_To do_
Give back exactly the lines spanning from the one containing "Target: bearded man" to the final line of the records below, and no others.

[Natural language region descriptions]

━━━━━━━━━━━━━━━━

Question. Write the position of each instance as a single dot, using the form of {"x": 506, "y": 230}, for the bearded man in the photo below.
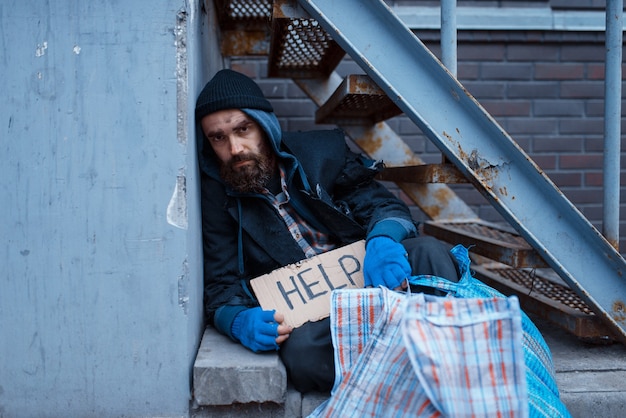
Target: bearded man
{"x": 272, "y": 198}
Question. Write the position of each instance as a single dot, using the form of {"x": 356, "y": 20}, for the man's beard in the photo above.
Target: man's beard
{"x": 250, "y": 178}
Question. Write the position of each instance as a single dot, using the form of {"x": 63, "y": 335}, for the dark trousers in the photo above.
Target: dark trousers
{"x": 308, "y": 352}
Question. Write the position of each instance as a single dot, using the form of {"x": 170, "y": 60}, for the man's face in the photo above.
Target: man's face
{"x": 247, "y": 162}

━━━━━━━━━━━━━━━━

_Task response_
Target: bearded man
{"x": 272, "y": 198}
Question. Write the position of each instance as a single dot, using the form of {"x": 356, "y": 20}, for the man's beard in the photo above.
Target: man's beard
{"x": 250, "y": 178}
Question. Write the position of each instance as a single dot, using the form of {"x": 63, "y": 335}, for the dark trousers in the photo above.
Target: dark trousers
{"x": 308, "y": 352}
Question. Write the position of each instance as a single dot, using the form of {"x": 170, "y": 60}, for the man's face in the photo above.
Target: man's face
{"x": 247, "y": 162}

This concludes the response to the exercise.